Prompt. Format the material as a Markdown table with the columns Row and Line, covering only the lines starting at the line that contains "query: cooked shrimp" and ending at the line that contains "114 123 L 117". Number each line in Row, put its full text in Line, and leave out any blank lines.

Extracted data.

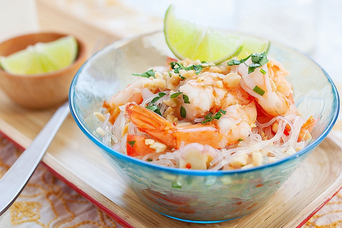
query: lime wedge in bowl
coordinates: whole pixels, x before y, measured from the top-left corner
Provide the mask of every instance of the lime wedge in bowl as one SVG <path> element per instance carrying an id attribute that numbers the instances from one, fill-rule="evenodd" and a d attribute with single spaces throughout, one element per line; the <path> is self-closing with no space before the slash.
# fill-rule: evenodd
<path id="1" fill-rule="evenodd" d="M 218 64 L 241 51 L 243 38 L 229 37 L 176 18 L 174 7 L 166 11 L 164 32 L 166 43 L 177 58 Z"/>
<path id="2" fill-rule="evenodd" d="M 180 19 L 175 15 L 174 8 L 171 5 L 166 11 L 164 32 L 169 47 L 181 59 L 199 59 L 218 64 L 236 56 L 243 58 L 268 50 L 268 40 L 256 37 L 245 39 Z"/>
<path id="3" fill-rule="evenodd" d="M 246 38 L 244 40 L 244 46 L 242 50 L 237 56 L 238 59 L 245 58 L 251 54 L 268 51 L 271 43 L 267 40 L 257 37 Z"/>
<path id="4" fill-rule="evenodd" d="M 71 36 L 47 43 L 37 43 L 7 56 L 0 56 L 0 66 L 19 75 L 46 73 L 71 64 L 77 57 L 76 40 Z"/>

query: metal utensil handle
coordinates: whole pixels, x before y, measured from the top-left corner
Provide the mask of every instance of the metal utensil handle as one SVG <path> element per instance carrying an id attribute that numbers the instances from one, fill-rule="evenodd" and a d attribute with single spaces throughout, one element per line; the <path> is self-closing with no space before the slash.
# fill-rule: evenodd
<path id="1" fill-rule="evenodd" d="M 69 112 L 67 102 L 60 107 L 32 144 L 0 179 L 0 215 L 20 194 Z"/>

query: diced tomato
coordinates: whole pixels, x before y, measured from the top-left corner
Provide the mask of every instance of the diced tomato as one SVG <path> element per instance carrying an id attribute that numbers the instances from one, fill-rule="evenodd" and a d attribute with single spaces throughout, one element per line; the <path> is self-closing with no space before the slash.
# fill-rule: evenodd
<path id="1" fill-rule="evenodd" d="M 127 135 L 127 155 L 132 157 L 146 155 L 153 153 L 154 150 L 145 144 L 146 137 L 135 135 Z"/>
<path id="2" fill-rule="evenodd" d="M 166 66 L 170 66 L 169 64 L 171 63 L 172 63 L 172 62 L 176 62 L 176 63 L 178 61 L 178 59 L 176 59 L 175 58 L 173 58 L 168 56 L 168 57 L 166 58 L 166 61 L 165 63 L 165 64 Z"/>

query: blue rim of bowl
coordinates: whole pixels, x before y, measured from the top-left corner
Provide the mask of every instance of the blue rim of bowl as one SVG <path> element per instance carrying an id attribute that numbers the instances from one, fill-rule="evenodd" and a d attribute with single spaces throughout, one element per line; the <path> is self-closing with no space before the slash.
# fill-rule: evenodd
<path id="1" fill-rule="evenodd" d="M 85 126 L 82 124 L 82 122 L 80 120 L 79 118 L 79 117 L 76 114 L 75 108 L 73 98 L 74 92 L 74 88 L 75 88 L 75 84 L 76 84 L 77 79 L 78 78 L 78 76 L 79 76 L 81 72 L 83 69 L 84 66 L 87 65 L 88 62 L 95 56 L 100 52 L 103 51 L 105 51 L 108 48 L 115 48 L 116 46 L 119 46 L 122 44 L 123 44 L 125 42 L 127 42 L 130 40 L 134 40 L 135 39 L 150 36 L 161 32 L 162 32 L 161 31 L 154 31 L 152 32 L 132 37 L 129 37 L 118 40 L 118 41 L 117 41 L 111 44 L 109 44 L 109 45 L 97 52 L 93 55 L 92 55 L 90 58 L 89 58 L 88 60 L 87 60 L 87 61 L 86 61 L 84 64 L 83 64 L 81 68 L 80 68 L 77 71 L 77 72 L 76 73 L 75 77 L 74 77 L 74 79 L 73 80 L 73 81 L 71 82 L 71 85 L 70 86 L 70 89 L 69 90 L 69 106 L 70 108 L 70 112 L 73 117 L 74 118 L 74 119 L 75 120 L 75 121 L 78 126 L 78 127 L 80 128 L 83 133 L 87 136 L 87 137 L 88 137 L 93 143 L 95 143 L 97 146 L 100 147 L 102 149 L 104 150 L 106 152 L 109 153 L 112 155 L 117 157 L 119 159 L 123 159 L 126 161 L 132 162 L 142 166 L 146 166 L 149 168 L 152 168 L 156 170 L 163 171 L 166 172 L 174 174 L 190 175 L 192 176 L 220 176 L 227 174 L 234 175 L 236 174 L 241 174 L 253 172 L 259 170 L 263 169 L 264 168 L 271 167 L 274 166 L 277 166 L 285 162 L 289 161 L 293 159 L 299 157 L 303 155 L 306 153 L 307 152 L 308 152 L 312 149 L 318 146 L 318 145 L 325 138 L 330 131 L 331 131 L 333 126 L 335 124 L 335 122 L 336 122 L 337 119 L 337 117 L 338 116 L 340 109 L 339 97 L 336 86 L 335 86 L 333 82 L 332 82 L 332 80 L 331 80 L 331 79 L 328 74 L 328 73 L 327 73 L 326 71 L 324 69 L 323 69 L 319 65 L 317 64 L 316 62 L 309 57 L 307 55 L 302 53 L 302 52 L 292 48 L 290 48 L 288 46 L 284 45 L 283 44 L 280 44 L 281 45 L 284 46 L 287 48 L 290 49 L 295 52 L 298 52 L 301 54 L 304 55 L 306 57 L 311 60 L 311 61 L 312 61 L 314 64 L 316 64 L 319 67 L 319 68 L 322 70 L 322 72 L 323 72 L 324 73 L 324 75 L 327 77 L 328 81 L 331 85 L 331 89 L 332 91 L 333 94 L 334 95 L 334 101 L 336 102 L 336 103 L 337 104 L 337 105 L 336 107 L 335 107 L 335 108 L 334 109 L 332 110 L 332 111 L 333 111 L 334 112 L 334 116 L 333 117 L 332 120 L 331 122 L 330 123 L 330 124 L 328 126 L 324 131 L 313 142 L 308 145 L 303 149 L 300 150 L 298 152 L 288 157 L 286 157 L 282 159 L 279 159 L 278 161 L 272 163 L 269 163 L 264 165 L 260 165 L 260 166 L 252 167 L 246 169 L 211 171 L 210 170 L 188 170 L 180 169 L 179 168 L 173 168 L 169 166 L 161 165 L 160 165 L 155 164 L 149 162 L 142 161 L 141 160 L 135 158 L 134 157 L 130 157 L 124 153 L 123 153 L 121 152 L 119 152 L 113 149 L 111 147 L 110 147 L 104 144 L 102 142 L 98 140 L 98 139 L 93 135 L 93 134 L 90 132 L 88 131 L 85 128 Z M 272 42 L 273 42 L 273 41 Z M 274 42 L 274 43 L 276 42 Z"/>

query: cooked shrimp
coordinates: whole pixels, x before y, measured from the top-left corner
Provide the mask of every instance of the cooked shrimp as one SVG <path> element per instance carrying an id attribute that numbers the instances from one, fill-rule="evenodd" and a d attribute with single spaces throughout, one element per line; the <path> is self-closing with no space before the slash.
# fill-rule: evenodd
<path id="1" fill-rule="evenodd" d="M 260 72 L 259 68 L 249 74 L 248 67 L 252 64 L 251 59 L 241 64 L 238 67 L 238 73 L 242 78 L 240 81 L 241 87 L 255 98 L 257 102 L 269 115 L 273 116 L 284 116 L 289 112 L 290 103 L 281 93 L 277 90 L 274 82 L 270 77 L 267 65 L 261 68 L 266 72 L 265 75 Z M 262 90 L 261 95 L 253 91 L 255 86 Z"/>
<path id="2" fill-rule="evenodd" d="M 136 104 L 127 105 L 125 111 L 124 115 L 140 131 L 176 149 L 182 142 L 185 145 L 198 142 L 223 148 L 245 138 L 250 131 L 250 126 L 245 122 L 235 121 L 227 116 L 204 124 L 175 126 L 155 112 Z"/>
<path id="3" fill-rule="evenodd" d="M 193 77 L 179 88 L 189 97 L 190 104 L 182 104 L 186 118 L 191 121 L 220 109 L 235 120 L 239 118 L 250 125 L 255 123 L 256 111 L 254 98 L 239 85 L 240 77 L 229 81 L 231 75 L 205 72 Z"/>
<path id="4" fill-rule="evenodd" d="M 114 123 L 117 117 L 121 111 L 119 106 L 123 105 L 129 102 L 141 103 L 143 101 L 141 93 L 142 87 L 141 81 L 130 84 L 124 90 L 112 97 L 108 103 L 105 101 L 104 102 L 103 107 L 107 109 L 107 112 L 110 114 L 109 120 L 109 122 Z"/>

==

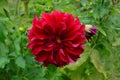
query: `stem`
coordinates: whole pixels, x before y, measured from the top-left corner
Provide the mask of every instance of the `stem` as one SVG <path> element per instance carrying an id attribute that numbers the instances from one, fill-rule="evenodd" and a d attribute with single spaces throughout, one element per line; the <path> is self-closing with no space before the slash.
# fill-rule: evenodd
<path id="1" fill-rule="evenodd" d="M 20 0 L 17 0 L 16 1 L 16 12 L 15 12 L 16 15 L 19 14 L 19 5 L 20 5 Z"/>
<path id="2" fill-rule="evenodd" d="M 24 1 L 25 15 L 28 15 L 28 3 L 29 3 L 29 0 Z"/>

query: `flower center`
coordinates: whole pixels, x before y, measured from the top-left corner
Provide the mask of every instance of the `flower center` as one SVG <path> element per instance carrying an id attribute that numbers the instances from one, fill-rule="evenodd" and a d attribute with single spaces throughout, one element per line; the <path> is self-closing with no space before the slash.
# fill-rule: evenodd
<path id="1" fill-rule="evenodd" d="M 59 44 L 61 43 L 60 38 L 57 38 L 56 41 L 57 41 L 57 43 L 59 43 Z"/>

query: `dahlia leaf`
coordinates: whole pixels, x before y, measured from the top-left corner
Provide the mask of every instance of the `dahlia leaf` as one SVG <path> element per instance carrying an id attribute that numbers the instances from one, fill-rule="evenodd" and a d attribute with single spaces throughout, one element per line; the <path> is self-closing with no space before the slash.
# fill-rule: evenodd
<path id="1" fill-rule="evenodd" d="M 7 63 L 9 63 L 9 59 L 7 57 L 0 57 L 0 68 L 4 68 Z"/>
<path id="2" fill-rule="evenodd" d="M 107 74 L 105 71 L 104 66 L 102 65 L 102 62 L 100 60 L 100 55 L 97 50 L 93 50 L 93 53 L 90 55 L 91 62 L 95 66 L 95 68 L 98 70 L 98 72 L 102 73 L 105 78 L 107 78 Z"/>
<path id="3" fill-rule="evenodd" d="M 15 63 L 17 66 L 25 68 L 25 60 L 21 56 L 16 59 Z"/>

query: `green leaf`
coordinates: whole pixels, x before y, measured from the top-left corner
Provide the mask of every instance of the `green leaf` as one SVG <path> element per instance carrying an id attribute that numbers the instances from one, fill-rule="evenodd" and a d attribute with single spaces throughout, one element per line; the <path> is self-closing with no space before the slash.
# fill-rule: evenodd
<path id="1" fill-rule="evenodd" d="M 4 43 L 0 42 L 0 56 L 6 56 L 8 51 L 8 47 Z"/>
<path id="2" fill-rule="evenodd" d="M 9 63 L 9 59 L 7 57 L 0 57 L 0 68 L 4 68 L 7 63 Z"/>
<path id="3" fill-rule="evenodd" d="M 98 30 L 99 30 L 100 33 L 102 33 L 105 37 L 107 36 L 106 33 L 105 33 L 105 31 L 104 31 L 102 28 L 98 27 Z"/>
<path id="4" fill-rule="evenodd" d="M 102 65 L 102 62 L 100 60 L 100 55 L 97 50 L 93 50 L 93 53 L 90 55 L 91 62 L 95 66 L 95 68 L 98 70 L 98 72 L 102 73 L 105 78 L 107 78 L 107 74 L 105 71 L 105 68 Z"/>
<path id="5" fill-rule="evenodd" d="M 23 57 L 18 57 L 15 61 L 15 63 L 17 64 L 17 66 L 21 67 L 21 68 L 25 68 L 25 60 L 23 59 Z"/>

Task response.
| Row | Line |
|---|---|
| 1 | query: cooked shrimp |
| 2 | coordinates: whole pixels, x before y, measured from the top-left corner |
| 3 | Provide the mask of every instance of the cooked shrimp as one SVG <path> element per instance carrying an id attribute that numbers the instances from one, fill-rule="evenodd" and a d attribute with single spaces throughout, one element per line; the <path> is self-closing with no space before the slash. |
| 4 | # fill-rule: evenodd |
| 5 | <path id="1" fill-rule="evenodd" d="M 260 72 L 259 68 L 249 74 L 248 67 L 252 64 L 251 59 L 241 64 L 238 67 L 238 73 L 242 78 L 240 81 L 241 87 L 255 98 L 257 102 L 269 115 L 273 116 L 284 116 L 289 112 L 290 103 L 281 93 L 277 90 L 274 82 L 270 77 L 267 65 L 261 68 L 266 72 L 265 75 Z M 262 90 L 261 95 L 253 91 L 255 86 Z"/> |
| 6 | <path id="2" fill-rule="evenodd" d="M 136 104 L 127 105 L 125 111 L 124 115 L 140 131 L 176 149 L 182 142 L 185 145 L 198 142 L 223 148 L 245 138 L 250 131 L 250 126 L 245 122 L 235 121 L 227 116 L 204 124 L 175 126 L 155 112 Z"/> |
| 7 | <path id="3" fill-rule="evenodd" d="M 193 77 L 179 88 L 189 97 L 190 104 L 182 104 L 186 118 L 191 121 L 220 109 L 235 120 L 239 118 L 250 125 L 255 123 L 256 111 L 254 98 L 239 85 L 240 77 L 229 81 L 231 75 L 205 72 Z"/> |
| 8 | <path id="4" fill-rule="evenodd" d="M 114 123 L 117 117 L 121 111 L 119 106 L 123 105 L 129 102 L 141 103 L 143 101 L 141 93 L 142 87 L 141 81 L 130 84 L 124 90 L 112 97 L 108 103 L 105 101 L 104 102 L 103 107 L 107 109 L 107 112 L 110 114 L 109 120 L 109 122 Z"/> |